[INSTRUCTIONS]
a: Reproduce the Biblio import thread word for word from "With the features" to "using for import?".
b: In the Biblio import thread, which format does gordon say he uses for imports?

[SOURCE TEXT]
────────────────
Biblio should do imcremental imports. [#118000]

I did the initial import of the database from endnote, of about 2500 entries, and it did loaded the entire file in 1 go.

With the features of Drupla 4.7 you should be able to do imcremental imports so that memory requirements are not that large and there is no chance of a time out.

Comments

Comment #1

rjerome CreditAttribution: rjerome commented 11 February 2007 at 13:47

Good idea, but I'm not sure how I would handle it. What format are you using for import?

I'll have to check an see what's the biggest memory/time waster, the parsing or the DB inserts (I suspect it's the inserts, since they are done one at a time through the standard "node_save" mechanism.

Comment #2

gordon CreditAttribution: gordon commented 11 February 2007 at 21:54

I am actually using the XML format to do imports.

I actually started devloping a biblio module to do this early last year, but I never got advanced as your module. I did however have incremental imports running under 4.7. It was most likely slower as it would open the XML file each time, but it used a lot less resources.
────────────────
[RECORD SET]
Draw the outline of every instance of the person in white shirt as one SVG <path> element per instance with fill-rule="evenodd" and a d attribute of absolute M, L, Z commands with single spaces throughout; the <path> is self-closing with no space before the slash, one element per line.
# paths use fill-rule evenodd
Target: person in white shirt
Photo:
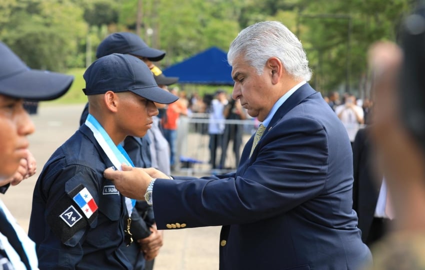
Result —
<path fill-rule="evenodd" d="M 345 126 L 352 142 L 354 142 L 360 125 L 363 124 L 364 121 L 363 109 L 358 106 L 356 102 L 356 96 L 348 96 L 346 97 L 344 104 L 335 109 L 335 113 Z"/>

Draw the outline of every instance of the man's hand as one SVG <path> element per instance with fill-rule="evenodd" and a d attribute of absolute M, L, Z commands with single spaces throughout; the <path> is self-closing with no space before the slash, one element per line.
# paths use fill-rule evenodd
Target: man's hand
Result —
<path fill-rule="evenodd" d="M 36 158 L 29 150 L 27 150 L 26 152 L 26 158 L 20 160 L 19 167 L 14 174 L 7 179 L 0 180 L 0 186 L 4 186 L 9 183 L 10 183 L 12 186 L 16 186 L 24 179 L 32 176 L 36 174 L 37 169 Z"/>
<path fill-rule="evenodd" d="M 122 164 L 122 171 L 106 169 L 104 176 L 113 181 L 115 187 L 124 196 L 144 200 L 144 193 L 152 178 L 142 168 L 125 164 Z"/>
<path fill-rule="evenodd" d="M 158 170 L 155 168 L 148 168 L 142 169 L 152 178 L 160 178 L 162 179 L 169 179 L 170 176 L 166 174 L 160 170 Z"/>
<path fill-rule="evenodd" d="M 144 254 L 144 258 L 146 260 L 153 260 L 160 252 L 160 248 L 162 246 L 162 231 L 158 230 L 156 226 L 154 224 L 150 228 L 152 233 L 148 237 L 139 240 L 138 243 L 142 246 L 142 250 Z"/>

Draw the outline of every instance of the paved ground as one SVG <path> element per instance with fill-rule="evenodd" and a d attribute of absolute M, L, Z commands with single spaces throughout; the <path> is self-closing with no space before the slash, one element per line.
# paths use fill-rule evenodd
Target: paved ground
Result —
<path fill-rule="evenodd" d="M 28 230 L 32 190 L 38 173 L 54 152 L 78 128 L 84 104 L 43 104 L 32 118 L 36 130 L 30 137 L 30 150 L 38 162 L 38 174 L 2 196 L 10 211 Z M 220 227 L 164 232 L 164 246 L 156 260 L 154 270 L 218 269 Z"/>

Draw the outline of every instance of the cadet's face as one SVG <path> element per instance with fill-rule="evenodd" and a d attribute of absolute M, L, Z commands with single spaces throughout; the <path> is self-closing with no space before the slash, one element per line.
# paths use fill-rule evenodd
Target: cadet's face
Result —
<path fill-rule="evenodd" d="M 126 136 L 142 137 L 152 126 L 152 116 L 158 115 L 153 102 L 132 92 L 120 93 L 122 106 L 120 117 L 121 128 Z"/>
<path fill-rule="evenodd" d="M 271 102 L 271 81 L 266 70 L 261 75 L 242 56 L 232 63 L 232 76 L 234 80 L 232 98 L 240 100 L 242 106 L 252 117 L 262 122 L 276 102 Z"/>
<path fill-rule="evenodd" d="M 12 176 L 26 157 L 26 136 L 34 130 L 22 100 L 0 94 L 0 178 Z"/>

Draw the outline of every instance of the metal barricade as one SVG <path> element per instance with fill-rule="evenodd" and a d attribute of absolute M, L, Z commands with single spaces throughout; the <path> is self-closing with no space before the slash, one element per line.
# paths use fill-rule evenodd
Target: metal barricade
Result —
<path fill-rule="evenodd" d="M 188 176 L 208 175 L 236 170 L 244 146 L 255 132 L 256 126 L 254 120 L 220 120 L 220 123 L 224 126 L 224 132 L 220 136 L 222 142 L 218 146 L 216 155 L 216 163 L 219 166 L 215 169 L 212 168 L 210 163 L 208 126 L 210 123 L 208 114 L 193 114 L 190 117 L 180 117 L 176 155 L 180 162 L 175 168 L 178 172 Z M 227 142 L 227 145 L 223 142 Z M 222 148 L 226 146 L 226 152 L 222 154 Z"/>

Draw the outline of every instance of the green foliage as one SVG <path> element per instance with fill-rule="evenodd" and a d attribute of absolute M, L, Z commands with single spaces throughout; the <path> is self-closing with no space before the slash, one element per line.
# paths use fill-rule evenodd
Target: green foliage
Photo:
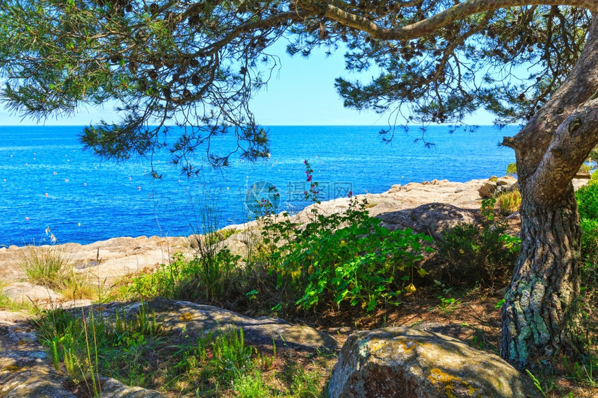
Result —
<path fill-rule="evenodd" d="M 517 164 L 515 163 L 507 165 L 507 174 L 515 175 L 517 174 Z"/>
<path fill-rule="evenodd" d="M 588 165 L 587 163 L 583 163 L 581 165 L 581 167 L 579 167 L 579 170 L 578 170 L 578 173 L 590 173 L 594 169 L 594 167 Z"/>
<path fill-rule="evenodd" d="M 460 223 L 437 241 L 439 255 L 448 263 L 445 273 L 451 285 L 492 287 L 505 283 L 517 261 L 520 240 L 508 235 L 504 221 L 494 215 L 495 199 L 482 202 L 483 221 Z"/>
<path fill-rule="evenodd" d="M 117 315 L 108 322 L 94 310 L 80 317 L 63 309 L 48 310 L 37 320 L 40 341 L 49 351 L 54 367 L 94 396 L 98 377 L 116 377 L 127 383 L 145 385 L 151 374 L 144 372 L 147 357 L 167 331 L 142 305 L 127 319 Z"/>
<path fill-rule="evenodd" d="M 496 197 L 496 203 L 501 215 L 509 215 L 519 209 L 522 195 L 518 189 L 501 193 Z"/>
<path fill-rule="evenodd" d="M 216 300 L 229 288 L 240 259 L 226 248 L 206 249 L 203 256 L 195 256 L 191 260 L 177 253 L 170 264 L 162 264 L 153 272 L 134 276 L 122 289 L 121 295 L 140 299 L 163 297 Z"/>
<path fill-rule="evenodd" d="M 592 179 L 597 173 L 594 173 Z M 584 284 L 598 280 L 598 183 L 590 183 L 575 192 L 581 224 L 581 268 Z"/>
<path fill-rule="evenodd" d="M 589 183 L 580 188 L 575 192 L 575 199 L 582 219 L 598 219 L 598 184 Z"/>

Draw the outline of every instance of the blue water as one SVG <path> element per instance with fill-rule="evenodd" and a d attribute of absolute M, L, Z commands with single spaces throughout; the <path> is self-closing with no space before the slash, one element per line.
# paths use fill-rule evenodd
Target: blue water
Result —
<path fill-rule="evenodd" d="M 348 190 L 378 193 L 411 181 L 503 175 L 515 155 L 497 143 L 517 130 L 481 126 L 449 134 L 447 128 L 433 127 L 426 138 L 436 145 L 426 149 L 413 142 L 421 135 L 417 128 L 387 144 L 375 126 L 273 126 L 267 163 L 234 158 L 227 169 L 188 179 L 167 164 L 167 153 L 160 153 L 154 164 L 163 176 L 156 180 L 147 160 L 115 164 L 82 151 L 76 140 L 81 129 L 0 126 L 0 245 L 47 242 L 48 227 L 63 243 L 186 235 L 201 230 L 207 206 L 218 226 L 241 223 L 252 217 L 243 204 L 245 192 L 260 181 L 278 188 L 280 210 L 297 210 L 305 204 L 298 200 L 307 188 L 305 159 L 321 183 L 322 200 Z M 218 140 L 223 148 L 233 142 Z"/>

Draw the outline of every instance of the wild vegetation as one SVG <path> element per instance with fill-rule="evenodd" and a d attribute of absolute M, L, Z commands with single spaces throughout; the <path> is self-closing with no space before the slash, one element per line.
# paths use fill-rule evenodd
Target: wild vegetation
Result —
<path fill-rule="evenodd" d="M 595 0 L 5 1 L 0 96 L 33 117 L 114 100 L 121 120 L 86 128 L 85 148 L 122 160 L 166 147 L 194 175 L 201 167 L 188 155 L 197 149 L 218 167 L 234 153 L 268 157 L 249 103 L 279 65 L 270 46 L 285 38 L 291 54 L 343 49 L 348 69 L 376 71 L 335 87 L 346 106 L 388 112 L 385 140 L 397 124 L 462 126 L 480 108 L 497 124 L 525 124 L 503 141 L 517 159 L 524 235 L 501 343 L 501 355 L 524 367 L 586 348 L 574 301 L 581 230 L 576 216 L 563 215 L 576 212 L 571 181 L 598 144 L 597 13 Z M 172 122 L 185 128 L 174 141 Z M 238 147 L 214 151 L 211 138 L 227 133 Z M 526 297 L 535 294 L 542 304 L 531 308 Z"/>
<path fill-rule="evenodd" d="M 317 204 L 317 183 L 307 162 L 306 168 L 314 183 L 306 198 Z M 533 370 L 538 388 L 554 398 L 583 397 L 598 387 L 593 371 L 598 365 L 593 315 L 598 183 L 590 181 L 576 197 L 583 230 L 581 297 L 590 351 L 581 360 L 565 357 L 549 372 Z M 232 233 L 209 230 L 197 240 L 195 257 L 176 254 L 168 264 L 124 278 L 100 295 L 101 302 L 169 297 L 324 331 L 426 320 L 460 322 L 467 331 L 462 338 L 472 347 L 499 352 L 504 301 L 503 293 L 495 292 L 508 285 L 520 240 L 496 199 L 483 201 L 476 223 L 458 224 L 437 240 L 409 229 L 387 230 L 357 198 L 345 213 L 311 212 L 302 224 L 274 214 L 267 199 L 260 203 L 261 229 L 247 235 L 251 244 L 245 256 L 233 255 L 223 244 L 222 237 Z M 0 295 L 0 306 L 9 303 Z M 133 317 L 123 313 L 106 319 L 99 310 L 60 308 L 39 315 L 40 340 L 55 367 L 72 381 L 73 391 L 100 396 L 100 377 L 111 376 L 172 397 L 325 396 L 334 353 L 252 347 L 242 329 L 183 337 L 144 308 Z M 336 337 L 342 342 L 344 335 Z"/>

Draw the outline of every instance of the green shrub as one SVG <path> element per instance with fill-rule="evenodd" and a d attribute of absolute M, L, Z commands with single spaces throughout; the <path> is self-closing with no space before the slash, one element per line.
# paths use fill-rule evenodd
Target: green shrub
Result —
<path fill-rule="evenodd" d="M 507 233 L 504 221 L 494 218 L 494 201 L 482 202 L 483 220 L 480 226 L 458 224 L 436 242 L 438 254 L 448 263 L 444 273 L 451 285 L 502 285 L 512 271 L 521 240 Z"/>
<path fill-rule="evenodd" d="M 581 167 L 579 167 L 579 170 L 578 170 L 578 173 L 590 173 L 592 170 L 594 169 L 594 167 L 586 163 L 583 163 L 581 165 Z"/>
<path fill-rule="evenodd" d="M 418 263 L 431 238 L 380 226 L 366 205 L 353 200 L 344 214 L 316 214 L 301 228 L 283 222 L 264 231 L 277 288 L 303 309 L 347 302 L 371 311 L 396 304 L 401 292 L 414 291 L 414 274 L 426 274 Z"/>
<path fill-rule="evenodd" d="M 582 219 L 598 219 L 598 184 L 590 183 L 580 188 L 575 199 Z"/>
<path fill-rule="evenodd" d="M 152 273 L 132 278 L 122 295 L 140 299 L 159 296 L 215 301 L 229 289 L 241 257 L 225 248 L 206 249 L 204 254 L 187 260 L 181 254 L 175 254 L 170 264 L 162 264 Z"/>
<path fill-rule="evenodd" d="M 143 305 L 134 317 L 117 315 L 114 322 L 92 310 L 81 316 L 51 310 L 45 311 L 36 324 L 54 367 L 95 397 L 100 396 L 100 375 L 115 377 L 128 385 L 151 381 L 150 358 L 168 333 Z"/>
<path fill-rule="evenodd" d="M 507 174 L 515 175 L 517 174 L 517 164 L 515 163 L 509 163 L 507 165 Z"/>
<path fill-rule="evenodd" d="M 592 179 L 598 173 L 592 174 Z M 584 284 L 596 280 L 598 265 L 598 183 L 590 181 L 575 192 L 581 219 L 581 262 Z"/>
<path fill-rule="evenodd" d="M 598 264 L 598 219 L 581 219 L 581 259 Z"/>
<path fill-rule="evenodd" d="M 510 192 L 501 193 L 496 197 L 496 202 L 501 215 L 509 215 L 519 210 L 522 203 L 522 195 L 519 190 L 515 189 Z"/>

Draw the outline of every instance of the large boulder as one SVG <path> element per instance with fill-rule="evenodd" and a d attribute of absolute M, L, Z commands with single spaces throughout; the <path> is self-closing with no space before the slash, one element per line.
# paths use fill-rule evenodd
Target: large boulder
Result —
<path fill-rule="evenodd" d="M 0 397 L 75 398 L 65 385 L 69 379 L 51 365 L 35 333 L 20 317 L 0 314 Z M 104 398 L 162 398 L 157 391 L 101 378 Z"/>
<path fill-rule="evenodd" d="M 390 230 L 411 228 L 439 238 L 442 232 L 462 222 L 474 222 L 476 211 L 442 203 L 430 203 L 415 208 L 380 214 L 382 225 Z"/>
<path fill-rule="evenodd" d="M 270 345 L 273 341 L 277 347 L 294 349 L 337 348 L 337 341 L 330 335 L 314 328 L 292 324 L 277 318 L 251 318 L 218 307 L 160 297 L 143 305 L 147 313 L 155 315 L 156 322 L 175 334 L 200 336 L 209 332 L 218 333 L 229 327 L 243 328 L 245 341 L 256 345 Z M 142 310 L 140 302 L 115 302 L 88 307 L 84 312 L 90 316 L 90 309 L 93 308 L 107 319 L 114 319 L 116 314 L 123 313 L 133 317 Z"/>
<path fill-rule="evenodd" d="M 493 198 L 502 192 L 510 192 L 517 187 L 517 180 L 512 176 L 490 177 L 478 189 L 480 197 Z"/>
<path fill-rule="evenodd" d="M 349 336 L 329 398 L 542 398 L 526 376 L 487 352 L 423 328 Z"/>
────────────────
[ANSWERS TO THE TASKS]
a:
With the features of Drupla 4.7 you should be able to do imcremental imports so that memory requirements are not that large and there is no chance of a time out.

Comments

Comment #1

rjerome CreditAttribution: rjerome commented 11 February 2007 at 13:47

Good idea, but I'm not sure how I would handle it. What format are you using for import?

b: The XML format.